● **Requirement**
Rewrite the lines from the one containing "torii gate left" up to and including the one containing "point(8, 27)", switching "photo" to "image" and keeping everything else the same. Leave the pictures out of your answer.
****************************************
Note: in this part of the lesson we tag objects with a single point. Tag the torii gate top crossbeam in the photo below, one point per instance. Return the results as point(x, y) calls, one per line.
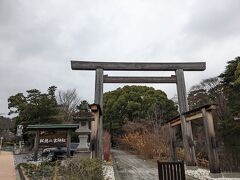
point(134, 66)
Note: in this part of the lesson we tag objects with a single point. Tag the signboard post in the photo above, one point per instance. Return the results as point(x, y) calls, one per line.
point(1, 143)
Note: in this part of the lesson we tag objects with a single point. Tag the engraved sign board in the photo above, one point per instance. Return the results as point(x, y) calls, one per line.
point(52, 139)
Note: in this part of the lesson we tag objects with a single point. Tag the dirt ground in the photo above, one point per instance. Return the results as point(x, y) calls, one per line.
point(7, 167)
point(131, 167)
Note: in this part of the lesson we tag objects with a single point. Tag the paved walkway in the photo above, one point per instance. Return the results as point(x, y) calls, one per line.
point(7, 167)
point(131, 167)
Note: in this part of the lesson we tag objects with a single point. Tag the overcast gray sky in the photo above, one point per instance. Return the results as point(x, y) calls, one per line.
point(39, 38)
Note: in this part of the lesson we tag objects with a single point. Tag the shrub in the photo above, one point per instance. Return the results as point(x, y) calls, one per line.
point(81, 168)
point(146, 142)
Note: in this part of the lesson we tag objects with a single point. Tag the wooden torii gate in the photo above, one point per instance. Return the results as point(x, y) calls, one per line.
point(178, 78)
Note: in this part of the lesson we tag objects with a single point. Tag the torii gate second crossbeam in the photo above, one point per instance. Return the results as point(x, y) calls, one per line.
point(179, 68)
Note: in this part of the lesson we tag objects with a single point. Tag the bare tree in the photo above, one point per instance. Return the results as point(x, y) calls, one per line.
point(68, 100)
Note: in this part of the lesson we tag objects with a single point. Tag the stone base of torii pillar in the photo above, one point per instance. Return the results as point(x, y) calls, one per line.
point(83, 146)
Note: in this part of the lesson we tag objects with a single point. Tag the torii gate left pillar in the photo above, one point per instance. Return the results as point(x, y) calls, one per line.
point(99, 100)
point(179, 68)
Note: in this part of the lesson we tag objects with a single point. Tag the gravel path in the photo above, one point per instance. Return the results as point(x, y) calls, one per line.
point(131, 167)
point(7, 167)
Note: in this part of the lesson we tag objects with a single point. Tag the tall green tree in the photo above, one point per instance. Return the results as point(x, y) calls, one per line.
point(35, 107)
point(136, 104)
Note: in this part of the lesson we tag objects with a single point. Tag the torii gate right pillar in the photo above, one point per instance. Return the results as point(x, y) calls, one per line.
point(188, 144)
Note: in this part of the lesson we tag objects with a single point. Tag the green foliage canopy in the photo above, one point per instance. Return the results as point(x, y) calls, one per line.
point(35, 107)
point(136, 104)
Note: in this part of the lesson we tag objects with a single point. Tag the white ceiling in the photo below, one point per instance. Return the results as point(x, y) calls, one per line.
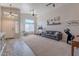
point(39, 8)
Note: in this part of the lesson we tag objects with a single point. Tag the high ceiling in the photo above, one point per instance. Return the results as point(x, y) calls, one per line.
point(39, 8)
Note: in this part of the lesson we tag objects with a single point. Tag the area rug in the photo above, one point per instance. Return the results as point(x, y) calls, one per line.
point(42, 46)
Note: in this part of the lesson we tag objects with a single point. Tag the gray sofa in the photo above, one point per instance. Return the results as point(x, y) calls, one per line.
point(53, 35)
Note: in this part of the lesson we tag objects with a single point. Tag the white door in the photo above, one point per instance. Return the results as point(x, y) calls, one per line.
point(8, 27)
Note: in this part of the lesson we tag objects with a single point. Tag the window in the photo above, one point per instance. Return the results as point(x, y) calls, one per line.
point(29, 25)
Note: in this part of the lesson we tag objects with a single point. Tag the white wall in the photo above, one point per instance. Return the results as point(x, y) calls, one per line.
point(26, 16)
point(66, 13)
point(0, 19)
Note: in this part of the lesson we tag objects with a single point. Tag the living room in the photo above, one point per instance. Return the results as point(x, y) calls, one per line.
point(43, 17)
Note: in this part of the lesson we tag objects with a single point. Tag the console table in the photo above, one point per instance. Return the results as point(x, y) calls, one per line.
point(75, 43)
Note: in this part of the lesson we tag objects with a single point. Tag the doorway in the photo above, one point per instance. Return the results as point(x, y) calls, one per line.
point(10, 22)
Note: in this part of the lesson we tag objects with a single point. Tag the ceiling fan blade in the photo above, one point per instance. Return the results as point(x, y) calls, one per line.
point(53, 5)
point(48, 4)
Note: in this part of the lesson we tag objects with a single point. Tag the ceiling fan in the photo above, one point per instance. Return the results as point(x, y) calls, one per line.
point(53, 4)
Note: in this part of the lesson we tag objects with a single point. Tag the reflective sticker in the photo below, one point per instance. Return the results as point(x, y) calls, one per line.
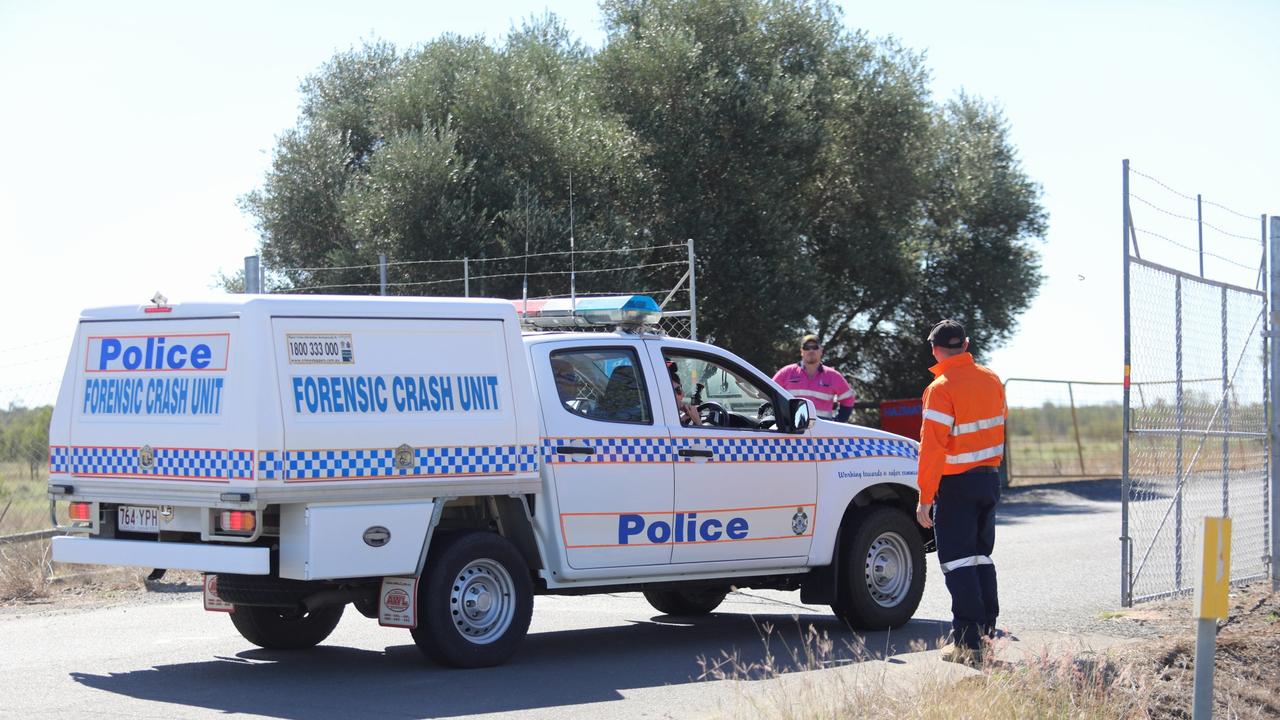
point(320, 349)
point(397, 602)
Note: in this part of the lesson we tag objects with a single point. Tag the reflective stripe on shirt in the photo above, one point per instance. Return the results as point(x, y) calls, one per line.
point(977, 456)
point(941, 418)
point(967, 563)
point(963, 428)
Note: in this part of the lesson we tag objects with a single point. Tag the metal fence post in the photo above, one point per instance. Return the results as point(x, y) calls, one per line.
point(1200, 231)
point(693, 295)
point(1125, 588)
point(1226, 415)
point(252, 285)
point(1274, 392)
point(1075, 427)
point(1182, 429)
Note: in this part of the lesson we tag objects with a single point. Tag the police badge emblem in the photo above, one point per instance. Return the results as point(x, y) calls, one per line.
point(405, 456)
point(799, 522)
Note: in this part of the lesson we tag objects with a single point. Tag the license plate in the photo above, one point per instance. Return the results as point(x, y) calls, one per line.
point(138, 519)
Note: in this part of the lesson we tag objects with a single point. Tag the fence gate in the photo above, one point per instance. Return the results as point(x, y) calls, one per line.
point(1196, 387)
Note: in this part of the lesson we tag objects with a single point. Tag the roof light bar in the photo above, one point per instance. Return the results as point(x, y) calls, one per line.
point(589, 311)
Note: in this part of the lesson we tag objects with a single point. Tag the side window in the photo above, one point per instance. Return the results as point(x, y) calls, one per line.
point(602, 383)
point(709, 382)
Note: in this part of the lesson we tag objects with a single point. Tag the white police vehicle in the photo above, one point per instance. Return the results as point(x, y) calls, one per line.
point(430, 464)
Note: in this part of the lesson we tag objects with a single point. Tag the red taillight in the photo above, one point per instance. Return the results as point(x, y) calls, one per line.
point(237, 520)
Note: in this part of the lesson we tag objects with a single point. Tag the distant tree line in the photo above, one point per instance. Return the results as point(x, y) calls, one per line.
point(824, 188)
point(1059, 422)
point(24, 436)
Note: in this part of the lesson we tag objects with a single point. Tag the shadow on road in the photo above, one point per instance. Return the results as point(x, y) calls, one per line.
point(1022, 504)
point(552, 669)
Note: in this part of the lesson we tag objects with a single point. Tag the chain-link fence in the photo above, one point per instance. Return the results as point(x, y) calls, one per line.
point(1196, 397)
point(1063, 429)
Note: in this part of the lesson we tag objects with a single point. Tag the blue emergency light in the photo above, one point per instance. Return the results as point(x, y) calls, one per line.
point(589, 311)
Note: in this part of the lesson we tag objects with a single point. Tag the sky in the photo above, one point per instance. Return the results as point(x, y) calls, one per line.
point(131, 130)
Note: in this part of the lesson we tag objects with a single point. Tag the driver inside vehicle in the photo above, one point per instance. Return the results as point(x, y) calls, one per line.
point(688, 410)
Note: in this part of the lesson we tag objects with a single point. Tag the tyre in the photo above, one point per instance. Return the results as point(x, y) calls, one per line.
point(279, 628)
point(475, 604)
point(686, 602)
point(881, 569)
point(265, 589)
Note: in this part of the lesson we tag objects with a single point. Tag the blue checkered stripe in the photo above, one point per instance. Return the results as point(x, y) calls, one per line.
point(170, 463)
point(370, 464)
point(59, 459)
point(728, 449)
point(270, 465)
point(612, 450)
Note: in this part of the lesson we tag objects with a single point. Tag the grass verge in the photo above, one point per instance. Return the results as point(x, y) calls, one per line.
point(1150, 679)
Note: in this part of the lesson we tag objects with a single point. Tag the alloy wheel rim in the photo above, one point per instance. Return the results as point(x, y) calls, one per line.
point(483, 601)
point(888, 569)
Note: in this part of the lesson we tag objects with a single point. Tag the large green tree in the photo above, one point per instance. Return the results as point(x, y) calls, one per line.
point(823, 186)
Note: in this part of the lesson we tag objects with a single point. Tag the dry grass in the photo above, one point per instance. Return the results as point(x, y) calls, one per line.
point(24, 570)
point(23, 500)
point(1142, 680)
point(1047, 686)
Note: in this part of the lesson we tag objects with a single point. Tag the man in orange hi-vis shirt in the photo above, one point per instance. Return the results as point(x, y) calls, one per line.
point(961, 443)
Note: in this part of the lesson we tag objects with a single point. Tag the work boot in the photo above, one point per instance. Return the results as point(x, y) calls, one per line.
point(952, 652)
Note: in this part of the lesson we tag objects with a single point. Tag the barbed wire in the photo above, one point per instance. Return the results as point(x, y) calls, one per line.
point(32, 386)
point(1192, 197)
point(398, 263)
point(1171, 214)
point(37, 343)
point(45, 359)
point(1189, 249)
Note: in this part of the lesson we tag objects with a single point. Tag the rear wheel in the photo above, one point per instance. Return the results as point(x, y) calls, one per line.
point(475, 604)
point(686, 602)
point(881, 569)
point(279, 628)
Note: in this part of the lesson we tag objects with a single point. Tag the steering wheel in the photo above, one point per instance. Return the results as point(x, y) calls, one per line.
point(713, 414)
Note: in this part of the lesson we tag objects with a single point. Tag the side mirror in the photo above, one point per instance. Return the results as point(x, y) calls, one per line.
****************************************
● **Result of the exercise**
Note: in this part of the lesson we tag objects with a single point. Tag the torii gate left pillar in the image above, one point per instance. Return the results as point(x, y) calls, one per line.
point(99, 100)
point(179, 68)
Note: in this part of the lesson we tag objects with a single point. Tag the gravel path in the image above, one point per instance. Return the results as point(x, y) calls, one per line.
point(131, 167)
point(7, 167)
Note: in this part of the lesson we tag objects with a single point. Tag the tall green tree in the image above, one point per instance. Return the results as point(x, y) calls, one per line.
point(35, 107)
point(136, 104)
Note: in this part of the lesson we tag objects with a single point. Tag the torii gate right pillar in the image above, one point per instance. Return the results as point(x, y) calls, one per line.
point(188, 144)
Note: in this part of the lesson we tag objects with a single point. Tag the green foliage canopy in the image above, one point per instance. Return the results as point(x, y) calls, one per line.
point(35, 107)
point(136, 104)
Note: in this part of the lesson we tag objects with a single point. Tag the white ceiling in the image below, one point per instance. Return the results as point(x, y) calls, one per line.
point(39, 8)
Note: in this part of the lesson we tag objects with a single point. Tag the high ceiling in the image above, one point per instance. Return the results as point(x, y) calls, one per line.
point(39, 8)
Note: in this part of the lesson we tag objects with a single point. Tag the area rug in the image above, one point per instance. Return the results as point(x, y) calls, one per line.
point(42, 46)
Note: in this part of the lesson we tag objects with a single point. Tag the gray sofa in the image above, one point per instance. Return the results as point(x, y) calls, one per line.
point(53, 35)
Note: in this part of the lesson we tag objects with a single point. Tag the white door in the image above, one point per instance. Return the results as point(x, y) calls, one per line.
point(8, 27)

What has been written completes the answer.